### [Source text]
◆ ◆ ◆ ◆

# A little bit of attitude....



## *~*AshleyRenae*~* (Feb 24, 2008)

*Shots I took today. Ok I know the last is a little dark, but I kinda like it that way, haha! CC Welcome....*


----------



## Trenton Romulox (Feb 24, 2008)

It seems like they're all a bit soft in the eyes. You can especially tell on the third one as you can see how sharp your arms are versus your eyes. In portraiture, the eyes are meant to be the sharpest part of the image, or at least that's how I've learned. I mean, the focus besides, as you mentioned, a few are a bit dark. The third one is my favorite, but watch the lighting as you can shadows on your arms that give the impression of underarm fat. And also on three, watch the creases on your body, like on your stomach. It's hard as hell to keep all this stuff in mind when you shoot, until you've shot enough where it all comes natural. So just keep working on it and your work will get better and better and better. And I'll keep poppin' in and droppin' my $.02. Overall though, good series.


----------



## *~*AshleyRenae*~* (Feb 24, 2008)

◆ ◆ ◆ ◆

### [Records supplied]
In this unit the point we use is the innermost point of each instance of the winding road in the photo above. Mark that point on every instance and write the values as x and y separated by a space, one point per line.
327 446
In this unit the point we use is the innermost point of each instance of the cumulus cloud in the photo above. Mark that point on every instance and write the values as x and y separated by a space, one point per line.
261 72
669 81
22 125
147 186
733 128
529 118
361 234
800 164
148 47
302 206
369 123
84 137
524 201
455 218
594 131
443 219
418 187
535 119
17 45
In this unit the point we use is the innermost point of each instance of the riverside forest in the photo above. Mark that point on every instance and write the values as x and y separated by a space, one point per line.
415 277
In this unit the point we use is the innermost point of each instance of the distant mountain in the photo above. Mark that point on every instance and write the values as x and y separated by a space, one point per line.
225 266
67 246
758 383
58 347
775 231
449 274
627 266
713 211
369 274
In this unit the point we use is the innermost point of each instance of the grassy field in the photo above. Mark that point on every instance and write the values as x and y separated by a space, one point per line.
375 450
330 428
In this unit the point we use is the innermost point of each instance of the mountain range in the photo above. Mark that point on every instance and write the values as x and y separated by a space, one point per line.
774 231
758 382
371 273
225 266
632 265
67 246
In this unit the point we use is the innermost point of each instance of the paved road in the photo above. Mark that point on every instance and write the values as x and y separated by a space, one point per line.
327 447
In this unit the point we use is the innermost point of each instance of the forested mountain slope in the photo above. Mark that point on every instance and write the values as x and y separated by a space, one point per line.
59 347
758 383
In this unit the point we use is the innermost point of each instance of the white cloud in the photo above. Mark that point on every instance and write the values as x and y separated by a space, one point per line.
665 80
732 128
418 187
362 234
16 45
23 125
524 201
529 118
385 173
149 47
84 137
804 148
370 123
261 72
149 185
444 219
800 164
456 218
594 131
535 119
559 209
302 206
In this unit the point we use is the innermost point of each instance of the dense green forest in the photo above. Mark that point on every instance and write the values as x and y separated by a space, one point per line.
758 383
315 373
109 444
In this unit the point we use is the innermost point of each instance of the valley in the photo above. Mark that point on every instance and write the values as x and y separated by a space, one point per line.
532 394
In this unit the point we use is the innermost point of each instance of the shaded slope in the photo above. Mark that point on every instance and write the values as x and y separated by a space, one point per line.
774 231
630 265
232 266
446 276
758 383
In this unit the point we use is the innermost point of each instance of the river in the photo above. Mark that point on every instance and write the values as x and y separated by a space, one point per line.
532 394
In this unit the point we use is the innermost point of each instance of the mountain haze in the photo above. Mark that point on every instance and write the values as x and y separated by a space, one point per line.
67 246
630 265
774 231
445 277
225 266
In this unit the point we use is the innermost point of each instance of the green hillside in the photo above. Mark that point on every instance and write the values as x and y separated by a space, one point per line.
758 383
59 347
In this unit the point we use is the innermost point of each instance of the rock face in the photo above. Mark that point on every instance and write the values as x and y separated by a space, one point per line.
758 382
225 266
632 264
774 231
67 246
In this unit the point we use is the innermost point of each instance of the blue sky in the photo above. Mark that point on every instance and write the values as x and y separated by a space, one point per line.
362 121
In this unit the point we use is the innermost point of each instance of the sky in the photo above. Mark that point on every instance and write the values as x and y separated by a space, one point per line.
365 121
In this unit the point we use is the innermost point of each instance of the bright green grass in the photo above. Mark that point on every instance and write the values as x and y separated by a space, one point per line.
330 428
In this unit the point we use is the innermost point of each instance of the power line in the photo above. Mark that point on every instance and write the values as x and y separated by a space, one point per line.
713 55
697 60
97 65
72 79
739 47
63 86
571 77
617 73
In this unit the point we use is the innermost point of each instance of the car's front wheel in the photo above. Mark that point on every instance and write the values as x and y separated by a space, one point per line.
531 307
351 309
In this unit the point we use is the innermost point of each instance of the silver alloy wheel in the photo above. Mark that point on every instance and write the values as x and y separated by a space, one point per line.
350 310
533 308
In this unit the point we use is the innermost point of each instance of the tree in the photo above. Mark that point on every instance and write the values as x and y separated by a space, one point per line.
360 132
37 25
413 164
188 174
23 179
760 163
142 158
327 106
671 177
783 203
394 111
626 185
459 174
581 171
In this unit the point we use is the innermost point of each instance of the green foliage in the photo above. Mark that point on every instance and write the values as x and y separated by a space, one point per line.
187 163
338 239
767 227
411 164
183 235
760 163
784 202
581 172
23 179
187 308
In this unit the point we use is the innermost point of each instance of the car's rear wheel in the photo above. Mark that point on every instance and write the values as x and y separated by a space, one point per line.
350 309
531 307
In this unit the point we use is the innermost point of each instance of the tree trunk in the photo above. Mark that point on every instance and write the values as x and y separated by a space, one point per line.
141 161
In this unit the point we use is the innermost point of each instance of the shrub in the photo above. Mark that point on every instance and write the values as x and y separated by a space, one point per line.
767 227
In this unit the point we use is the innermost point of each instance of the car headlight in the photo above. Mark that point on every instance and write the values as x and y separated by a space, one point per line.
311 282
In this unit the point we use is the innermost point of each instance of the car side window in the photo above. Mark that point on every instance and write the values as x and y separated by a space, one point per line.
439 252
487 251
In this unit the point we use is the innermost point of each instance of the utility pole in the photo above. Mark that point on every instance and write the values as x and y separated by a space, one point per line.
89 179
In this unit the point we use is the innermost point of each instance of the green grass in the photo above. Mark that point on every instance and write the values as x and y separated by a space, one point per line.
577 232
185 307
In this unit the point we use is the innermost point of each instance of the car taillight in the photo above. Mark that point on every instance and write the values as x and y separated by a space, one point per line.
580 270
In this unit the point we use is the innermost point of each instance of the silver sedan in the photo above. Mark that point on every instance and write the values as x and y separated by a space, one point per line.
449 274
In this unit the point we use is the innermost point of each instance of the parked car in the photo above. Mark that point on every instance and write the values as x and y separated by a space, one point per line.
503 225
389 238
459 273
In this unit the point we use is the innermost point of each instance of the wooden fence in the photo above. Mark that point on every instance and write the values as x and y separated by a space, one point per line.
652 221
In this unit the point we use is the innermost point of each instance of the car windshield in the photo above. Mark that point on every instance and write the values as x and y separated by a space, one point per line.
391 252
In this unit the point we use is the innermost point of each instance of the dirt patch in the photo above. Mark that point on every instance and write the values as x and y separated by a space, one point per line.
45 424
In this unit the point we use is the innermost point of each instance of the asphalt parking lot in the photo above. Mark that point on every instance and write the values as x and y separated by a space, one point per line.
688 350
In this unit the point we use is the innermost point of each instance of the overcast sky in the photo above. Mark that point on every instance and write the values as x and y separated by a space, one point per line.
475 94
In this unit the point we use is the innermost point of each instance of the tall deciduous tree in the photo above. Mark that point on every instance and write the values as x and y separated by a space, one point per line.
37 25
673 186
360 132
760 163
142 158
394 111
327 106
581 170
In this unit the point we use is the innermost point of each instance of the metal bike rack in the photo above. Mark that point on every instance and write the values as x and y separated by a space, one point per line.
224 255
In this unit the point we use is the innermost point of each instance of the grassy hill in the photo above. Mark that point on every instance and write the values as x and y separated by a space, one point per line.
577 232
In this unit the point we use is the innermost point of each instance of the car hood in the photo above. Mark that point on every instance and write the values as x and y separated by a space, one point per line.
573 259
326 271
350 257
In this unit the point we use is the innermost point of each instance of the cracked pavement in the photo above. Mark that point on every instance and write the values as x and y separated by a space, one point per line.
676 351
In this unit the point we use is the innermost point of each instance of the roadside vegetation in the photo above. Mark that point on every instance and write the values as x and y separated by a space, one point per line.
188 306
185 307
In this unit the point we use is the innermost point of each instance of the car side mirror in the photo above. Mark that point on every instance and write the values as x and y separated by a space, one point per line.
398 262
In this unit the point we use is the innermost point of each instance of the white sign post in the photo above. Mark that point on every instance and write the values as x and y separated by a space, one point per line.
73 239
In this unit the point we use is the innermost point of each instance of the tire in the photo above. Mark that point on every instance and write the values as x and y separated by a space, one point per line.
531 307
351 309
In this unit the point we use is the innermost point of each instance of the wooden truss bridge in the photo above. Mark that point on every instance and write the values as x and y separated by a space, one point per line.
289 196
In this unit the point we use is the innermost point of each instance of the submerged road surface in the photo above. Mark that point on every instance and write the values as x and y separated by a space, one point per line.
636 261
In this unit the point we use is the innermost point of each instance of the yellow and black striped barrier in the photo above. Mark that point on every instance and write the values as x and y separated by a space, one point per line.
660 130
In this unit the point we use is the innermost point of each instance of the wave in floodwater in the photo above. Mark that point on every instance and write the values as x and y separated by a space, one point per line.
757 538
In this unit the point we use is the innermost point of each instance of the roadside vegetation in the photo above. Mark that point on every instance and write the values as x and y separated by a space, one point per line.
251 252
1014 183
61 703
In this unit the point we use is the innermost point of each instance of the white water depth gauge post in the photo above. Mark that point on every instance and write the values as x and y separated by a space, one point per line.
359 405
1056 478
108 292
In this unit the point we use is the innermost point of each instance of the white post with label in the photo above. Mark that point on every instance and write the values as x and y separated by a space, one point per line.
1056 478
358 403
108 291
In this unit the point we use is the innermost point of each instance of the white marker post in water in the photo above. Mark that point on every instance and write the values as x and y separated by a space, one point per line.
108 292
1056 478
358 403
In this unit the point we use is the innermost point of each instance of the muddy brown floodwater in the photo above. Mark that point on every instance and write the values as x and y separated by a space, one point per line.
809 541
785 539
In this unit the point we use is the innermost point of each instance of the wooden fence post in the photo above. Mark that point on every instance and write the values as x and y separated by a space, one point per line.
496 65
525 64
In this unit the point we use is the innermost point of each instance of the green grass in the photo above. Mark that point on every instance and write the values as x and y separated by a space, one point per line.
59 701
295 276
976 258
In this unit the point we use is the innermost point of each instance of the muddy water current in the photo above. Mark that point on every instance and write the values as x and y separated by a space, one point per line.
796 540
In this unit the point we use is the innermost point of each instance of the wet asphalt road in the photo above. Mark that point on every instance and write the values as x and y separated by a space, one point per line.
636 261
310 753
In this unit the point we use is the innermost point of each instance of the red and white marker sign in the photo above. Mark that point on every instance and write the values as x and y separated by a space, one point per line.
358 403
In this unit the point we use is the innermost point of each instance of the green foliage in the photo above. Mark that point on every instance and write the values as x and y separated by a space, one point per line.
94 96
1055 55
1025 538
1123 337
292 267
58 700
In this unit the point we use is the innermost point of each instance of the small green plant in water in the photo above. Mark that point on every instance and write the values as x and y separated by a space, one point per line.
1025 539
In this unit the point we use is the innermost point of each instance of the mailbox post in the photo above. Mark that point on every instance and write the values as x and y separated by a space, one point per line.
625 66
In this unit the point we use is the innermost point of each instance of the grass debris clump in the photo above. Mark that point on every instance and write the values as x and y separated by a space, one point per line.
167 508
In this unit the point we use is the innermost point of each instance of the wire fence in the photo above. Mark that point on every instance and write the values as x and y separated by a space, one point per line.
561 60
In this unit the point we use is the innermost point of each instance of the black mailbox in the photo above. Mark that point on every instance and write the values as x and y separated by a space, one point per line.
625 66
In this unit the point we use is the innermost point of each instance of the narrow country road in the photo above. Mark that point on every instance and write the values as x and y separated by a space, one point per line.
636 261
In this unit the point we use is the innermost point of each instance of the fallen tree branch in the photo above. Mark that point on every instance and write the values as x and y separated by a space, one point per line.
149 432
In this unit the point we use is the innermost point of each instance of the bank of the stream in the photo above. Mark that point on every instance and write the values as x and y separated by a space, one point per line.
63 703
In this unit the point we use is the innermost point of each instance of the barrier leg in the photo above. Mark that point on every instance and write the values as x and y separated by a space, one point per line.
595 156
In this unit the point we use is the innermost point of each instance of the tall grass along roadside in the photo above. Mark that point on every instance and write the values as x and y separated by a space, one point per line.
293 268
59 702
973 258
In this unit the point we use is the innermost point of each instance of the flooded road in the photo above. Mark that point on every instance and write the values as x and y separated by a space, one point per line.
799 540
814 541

◆ ◆ ◆ ◆

### [Directions]
From the portrait critique thread above, can you copy the passage that starts at the words "## Trenton Romulox" and stops after "though, good series."?

### [The output]
## Trenton Romulox (Feb 24, 2008)

It seems like they're all a bit soft in the eyes. You can especially tell on the third one as you can see how sharp your arms are versus your eyes. In portraiture, the eyes are meant to be the sharpest part of the image, or at least that's how I've learned. I mean, the focus besides, as you mentioned, a few are a bit dark. The third one is my favorite, but watch the lighting as you can shadows on your arms that give the impression of underarm fat. And also on three, watch the creases on your body, like on your stomach. It's hard as hell to keep all this stuff in mind when you shoot, until you've shot enough where it all comes natural. So just keep working on it and your work will get better and better and better. And I'll keep poppin' in and droppin' my $.02. Overall though, good series.